- HOW TO COMPLETE THIS TASK:
Return a copy of every line in the data below that contains "arched".

- EXERCISE DATA:
------

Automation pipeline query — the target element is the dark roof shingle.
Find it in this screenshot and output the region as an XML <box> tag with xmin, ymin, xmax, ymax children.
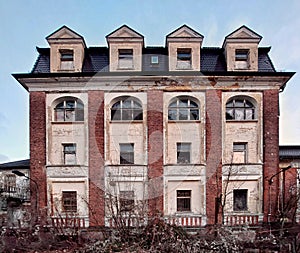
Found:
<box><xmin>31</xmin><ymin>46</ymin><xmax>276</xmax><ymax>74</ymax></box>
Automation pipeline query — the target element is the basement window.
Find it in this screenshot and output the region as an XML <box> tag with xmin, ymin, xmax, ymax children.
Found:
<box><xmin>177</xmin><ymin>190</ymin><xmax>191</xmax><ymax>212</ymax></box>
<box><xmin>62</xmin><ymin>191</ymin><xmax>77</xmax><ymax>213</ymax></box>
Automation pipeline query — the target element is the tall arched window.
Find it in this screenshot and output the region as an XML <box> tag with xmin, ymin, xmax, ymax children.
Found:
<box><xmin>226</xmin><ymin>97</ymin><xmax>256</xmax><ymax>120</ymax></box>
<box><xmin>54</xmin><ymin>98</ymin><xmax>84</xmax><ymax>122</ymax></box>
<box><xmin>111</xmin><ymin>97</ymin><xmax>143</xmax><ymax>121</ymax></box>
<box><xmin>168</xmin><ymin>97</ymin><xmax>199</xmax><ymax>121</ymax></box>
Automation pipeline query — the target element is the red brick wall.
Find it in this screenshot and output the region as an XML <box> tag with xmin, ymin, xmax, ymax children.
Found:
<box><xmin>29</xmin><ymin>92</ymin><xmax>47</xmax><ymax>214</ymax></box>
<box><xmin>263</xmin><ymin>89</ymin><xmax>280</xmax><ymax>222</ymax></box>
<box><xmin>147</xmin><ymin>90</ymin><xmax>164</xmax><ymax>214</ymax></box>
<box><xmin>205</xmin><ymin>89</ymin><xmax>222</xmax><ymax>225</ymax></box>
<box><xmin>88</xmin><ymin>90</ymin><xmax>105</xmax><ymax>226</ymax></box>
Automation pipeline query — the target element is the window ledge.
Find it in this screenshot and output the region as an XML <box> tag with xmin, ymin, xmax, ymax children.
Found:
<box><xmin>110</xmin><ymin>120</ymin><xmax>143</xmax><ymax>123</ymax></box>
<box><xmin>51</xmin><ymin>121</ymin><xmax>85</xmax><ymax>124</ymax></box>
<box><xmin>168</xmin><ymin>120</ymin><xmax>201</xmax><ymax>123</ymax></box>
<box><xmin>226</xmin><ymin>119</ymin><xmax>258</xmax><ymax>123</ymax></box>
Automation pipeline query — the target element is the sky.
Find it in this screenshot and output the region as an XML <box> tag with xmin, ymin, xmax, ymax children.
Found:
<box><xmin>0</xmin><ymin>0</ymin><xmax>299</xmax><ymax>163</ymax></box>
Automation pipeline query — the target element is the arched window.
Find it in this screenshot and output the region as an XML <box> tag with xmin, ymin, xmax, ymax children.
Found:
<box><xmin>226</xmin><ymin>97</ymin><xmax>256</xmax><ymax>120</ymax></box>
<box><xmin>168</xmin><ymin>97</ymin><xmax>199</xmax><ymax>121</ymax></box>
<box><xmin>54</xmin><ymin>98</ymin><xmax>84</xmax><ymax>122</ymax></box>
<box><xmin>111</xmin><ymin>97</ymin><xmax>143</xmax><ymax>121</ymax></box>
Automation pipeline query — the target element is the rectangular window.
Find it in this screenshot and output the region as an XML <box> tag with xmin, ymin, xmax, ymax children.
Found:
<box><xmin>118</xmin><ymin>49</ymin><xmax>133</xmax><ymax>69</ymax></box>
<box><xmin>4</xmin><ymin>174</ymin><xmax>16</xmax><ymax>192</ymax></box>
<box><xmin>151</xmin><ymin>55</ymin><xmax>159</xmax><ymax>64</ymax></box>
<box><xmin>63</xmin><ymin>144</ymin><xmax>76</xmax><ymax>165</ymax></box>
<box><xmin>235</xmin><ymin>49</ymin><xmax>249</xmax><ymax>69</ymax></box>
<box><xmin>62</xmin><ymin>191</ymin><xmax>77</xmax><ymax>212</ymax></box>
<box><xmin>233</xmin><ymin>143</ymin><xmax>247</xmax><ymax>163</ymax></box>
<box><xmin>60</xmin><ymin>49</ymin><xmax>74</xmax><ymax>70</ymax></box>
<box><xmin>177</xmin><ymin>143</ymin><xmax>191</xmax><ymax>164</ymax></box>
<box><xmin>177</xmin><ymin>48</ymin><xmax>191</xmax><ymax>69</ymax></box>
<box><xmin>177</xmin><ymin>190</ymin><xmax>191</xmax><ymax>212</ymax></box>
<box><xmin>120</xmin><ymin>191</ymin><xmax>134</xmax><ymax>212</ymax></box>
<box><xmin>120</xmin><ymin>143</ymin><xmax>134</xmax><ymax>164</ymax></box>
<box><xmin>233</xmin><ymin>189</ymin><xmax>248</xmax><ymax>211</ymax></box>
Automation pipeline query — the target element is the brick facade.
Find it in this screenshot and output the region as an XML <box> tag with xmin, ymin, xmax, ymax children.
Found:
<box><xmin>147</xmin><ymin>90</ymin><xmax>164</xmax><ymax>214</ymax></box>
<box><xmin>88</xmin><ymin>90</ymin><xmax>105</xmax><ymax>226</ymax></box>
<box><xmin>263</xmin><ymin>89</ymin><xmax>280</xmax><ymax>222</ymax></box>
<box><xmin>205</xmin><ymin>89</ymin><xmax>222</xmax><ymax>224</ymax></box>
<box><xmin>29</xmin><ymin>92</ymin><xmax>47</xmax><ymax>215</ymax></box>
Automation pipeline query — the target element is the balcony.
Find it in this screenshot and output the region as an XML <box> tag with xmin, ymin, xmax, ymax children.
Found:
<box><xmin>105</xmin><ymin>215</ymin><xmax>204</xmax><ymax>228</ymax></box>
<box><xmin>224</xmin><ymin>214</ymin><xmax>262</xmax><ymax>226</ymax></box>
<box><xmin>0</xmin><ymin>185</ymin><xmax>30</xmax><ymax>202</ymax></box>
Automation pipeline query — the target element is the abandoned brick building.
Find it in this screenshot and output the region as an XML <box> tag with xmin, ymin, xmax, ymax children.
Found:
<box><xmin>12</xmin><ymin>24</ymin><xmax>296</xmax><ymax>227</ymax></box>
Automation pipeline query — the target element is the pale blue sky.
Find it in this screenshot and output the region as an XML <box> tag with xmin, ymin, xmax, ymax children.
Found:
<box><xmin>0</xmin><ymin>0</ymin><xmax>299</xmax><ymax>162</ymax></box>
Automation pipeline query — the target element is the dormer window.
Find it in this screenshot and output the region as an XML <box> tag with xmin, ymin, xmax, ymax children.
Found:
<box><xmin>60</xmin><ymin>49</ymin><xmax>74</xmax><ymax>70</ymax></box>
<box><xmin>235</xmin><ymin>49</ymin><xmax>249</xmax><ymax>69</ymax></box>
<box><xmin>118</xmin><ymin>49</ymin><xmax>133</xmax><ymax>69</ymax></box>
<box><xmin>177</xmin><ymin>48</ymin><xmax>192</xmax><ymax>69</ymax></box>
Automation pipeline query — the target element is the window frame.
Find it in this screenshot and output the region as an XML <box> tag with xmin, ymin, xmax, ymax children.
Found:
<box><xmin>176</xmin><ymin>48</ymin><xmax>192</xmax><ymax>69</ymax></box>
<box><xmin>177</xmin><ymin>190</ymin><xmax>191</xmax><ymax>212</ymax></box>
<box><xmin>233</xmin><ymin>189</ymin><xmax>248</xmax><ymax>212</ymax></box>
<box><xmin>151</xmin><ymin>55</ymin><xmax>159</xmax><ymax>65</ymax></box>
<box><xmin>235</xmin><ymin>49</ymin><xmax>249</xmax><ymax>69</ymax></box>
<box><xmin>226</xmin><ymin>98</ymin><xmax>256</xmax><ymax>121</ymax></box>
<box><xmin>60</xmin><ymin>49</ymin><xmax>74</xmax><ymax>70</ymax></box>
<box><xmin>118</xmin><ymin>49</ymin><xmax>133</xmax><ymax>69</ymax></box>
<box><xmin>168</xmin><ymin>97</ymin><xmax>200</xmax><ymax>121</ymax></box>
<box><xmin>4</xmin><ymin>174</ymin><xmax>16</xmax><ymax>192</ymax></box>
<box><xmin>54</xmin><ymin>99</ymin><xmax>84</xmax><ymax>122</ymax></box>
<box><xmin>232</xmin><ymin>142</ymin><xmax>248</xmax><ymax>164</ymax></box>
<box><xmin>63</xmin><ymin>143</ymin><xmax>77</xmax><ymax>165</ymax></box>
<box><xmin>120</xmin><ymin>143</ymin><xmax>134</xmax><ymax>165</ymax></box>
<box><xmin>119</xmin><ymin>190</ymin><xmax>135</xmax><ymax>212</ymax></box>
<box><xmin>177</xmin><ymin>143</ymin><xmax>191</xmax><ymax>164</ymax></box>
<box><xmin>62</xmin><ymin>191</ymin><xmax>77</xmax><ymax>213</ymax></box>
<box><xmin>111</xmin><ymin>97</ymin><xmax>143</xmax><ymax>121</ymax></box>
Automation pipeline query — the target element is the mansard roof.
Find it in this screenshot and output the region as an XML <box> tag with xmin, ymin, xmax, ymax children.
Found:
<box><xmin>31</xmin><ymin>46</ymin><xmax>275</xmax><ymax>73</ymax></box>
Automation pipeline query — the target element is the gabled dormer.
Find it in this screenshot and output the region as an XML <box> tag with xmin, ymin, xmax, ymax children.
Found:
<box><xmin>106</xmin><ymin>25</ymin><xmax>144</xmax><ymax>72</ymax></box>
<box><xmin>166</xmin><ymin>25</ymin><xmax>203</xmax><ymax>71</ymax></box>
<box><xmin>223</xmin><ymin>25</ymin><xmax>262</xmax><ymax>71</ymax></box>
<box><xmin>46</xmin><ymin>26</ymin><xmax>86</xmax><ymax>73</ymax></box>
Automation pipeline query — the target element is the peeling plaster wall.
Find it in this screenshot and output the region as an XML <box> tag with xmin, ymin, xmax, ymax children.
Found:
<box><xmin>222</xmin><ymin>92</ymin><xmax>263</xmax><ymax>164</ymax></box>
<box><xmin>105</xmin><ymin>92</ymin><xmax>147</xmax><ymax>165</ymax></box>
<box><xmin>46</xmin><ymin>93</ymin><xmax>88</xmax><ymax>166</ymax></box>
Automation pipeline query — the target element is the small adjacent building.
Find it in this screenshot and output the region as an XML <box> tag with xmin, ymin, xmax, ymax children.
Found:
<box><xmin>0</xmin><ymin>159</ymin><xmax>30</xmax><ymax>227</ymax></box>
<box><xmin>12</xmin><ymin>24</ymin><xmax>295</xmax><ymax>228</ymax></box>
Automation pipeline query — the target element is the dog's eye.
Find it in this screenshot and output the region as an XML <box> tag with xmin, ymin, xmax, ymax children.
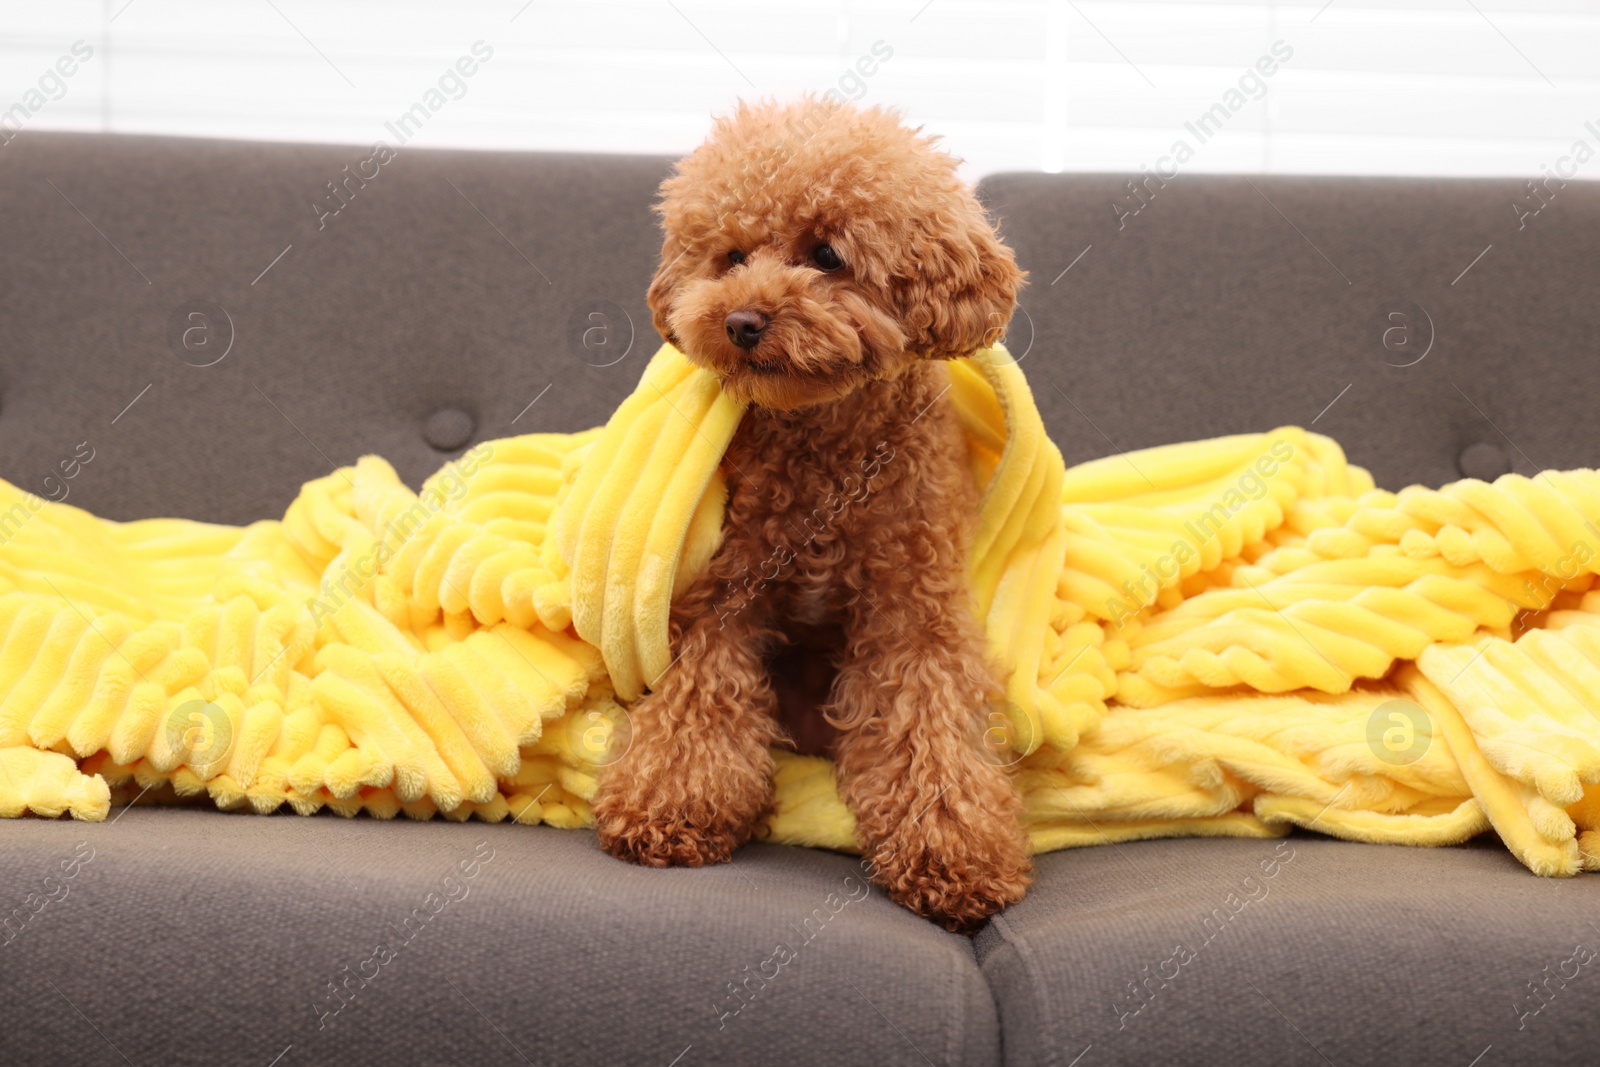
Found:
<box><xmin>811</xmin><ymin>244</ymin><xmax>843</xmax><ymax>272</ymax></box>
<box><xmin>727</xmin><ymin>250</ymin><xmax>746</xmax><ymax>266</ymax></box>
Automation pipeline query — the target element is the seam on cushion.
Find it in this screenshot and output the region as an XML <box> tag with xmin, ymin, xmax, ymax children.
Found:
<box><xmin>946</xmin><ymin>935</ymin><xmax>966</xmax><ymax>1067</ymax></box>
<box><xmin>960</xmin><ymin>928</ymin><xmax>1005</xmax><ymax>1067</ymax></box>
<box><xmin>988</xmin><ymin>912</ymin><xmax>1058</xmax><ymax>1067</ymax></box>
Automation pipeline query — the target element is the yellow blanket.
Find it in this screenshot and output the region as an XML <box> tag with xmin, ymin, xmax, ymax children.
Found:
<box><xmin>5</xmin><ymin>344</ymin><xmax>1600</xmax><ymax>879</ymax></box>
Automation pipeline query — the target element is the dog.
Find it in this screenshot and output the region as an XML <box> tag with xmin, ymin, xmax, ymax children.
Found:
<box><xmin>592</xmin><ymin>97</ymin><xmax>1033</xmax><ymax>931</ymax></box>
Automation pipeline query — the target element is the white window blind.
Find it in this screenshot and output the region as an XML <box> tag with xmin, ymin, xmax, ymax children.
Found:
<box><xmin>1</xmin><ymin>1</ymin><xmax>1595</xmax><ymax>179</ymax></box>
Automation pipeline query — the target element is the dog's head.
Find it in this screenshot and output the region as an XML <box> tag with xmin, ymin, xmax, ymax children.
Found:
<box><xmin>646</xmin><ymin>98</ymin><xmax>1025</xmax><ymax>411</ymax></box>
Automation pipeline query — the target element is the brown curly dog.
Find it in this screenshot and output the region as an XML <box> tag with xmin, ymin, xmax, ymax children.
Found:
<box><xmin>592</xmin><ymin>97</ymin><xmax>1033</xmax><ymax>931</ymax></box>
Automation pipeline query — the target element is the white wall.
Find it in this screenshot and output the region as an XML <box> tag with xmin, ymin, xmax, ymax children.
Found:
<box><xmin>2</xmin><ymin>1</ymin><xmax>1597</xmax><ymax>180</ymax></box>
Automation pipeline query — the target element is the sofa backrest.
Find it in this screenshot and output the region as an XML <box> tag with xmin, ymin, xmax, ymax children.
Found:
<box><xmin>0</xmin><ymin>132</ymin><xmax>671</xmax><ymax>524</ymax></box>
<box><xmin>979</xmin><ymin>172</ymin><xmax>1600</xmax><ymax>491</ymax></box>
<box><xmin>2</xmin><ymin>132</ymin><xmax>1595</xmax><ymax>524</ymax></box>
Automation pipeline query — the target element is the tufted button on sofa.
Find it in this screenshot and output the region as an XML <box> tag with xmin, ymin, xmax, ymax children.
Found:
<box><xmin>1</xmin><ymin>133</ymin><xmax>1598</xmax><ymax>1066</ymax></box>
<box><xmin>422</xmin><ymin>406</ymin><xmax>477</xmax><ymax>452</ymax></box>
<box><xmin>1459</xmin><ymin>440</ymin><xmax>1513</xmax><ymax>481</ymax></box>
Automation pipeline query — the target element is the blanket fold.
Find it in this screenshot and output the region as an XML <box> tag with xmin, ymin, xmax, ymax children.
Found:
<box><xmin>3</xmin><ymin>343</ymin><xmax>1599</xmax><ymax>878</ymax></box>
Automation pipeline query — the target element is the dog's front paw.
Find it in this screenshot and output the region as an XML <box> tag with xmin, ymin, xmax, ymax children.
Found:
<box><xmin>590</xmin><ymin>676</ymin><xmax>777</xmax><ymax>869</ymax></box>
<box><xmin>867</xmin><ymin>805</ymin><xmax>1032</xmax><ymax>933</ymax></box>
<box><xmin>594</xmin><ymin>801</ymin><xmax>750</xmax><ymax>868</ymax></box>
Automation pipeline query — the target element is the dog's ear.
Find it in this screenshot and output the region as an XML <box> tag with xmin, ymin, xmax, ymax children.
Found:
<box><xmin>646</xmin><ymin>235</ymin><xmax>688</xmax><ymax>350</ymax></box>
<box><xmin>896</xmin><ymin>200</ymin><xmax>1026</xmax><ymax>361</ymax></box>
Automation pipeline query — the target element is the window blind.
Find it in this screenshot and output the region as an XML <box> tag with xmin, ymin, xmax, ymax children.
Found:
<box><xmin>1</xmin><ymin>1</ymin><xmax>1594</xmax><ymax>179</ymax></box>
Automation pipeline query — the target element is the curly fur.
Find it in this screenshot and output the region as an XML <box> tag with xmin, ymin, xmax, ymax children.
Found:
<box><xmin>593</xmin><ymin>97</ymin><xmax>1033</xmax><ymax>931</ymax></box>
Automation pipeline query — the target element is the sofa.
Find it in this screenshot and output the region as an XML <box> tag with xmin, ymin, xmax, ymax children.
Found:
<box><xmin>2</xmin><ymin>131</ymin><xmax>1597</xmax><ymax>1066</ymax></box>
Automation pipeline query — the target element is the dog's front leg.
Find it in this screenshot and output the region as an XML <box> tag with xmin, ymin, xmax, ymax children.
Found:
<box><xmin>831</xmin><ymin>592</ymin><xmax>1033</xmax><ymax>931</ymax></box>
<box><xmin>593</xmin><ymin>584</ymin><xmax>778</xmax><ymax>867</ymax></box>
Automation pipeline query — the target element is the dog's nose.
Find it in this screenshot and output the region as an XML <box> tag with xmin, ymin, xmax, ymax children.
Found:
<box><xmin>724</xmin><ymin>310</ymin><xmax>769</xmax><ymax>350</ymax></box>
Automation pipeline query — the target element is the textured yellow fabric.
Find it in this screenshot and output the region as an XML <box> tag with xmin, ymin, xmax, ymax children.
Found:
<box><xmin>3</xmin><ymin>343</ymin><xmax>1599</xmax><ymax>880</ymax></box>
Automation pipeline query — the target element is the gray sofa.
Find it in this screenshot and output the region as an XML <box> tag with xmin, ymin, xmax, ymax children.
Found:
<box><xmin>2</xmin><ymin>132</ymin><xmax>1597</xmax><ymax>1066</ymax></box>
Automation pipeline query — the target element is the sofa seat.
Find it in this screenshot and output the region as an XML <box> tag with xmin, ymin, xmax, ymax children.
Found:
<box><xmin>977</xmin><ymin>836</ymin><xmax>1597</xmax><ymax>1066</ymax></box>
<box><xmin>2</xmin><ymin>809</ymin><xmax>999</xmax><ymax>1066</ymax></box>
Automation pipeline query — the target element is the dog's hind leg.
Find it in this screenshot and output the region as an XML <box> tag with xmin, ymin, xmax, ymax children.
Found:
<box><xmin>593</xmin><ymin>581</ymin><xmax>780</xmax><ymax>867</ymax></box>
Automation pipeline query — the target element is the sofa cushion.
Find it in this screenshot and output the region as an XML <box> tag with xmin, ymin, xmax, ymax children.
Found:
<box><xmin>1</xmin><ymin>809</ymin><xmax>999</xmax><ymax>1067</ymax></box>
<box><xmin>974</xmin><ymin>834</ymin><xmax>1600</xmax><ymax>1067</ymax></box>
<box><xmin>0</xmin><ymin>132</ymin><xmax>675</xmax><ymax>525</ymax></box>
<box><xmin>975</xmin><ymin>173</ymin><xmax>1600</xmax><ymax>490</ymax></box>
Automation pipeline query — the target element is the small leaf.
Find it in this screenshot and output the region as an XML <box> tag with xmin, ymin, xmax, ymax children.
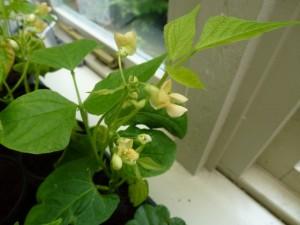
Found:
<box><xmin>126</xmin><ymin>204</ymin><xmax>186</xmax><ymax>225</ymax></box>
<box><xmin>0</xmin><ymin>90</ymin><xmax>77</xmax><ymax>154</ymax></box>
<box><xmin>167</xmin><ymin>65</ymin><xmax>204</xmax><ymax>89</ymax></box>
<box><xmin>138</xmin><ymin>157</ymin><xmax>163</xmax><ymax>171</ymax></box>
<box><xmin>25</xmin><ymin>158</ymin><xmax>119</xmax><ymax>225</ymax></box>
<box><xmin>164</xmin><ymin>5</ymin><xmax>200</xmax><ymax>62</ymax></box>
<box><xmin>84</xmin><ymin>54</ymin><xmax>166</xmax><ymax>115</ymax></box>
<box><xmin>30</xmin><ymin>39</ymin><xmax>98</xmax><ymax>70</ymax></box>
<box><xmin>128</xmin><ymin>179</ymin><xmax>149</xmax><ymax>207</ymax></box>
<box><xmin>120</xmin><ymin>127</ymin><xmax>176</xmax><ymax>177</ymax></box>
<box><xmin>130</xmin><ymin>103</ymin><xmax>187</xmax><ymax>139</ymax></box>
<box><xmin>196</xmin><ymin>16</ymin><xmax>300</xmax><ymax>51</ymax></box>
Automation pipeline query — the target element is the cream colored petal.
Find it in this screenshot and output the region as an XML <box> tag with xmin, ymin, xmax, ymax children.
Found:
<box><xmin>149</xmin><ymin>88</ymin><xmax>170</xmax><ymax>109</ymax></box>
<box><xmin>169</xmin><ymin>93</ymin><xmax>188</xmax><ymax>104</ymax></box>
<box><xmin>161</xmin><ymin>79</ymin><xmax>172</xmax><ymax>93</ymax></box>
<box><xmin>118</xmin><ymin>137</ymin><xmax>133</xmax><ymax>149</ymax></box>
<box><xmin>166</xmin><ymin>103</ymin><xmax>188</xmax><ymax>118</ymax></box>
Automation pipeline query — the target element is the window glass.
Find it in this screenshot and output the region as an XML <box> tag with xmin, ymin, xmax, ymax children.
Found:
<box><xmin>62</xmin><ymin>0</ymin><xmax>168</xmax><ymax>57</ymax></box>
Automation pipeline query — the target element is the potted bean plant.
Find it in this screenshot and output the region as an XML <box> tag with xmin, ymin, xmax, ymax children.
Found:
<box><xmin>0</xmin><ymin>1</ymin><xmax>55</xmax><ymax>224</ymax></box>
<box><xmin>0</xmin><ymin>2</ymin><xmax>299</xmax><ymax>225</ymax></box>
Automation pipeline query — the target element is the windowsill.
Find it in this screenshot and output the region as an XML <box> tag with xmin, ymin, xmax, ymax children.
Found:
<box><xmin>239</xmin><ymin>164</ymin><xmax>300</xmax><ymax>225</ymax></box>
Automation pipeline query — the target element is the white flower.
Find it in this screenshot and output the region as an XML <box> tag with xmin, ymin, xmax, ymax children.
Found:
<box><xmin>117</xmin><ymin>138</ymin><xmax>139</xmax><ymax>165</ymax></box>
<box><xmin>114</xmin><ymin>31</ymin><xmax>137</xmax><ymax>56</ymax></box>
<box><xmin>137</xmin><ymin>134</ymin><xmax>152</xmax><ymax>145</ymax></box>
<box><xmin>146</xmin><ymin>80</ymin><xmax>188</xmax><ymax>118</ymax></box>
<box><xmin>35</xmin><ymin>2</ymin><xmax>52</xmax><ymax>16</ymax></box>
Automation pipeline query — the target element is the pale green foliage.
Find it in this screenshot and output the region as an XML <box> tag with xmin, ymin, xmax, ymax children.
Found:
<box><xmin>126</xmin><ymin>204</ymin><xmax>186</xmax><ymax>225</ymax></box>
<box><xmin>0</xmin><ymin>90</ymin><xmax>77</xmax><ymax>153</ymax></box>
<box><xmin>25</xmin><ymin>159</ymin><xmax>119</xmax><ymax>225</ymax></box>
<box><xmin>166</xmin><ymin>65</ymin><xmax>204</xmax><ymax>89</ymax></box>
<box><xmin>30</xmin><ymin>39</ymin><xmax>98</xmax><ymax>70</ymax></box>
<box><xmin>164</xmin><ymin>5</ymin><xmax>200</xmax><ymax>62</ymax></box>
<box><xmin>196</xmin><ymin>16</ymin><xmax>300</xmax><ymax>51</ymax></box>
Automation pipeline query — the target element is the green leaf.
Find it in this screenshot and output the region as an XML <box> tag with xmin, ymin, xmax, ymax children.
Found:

------

- OUTPUT OF THE EXERCISE:
Automation pipeline query — the target element is the tall arched window.
Automation pipeline query — the target element is the arched window.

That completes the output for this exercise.